Task brief: Reproduce the data in its entirety, exactly as supplied.

Dataset records:
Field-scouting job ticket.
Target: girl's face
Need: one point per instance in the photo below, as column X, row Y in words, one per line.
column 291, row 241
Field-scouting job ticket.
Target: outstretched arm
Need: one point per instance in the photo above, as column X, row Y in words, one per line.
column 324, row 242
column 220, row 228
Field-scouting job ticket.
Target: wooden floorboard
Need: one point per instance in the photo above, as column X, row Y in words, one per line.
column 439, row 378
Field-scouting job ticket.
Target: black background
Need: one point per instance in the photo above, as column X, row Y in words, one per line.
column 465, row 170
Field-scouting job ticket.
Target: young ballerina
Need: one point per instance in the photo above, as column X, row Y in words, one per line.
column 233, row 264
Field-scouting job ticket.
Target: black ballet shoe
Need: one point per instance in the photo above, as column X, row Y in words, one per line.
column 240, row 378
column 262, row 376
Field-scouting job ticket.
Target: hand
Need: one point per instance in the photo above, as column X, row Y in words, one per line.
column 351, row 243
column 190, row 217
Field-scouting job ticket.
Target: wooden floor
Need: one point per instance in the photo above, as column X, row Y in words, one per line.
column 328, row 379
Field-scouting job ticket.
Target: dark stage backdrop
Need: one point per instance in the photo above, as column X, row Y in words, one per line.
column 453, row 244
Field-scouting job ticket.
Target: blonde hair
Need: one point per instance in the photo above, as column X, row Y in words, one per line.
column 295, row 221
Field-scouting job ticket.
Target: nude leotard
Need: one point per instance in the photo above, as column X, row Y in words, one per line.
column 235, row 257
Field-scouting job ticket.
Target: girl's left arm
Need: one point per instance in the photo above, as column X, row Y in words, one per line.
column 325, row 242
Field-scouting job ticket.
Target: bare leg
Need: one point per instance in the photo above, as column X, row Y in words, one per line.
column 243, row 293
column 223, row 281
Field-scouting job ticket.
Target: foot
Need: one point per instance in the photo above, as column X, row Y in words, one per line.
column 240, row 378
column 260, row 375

The solution:
Field-scouting job ticket.
Target: girl's face
Need: one point per instance in the photo below, as column X, row Y in words, one per line.
column 291, row 241
Field-scouting job ticket.
Target: outstretched arm
Need: one point per instance in the photo above, as column X, row Y in words, one per line.
column 324, row 242
column 220, row 228
Field-scouting job ticket.
Target: wooden floorboard
Need: one point per instance in the photo above, as column X, row Y in words, one per line.
column 439, row 378
Field-scouting job ticket.
Target: black background
Need: one point per instance in the photo above, as column X, row Y in words, one per line.
column 465, row 170
Field-scouting job ticket.
Target: young ballerina
Need: one point per instance in the photo above, as column X, row Y in words, one per line.
column 233, row 264
Field-scouting job ticket.
Target: black ballet shoe
Need: one point per instance in the photo above, as column X, row Y in words, one per line.
column 240, row 378
column 262, row 376
Field-scouting job ticket.
Target: hand
Need: one point per instance in the photo above, as column X, row Y in words, one per line.
column 351, row 243
column 190, row 217
Field-scouting job ticket.
Target: wooden floor
Need: one point per instance in the photo above, as column X, row Y in words, one per line.
column 328, row 379
Field-scouting job ticket.
Target: dark stage backdrop
Need: one point per instance in the photo above, as column X, row Y in words, one per line.
column 453, row 244
Field-scouting job ticket.
Target: blonde hair
Need: one point per instance in the photo above, as column X, row Y in words, one per line.
column 295, row 221
Field-scouting job ticket.
Target: nude leotard
Need: one point per instance in the photo above, as column X, row Y in words, one per line.
column 235, row 257
Field-scouting job ticket.
Target: girl's left arm
Need: one point per instance in the photo above, as column X, row Y in words, one per line.
column 325, row 242
Field-scouting job ticket.
Target: bare leg
Need: one point per instance in the photo above, as column X, row Y in words, one per line.
column 243, row 293
column 223, row 281
Field-scouting job ticket.
Target: foot
Need: one point per instance in the photo above, as column X, row Y in words, one per line.
column 240, row 378
column 260, row 375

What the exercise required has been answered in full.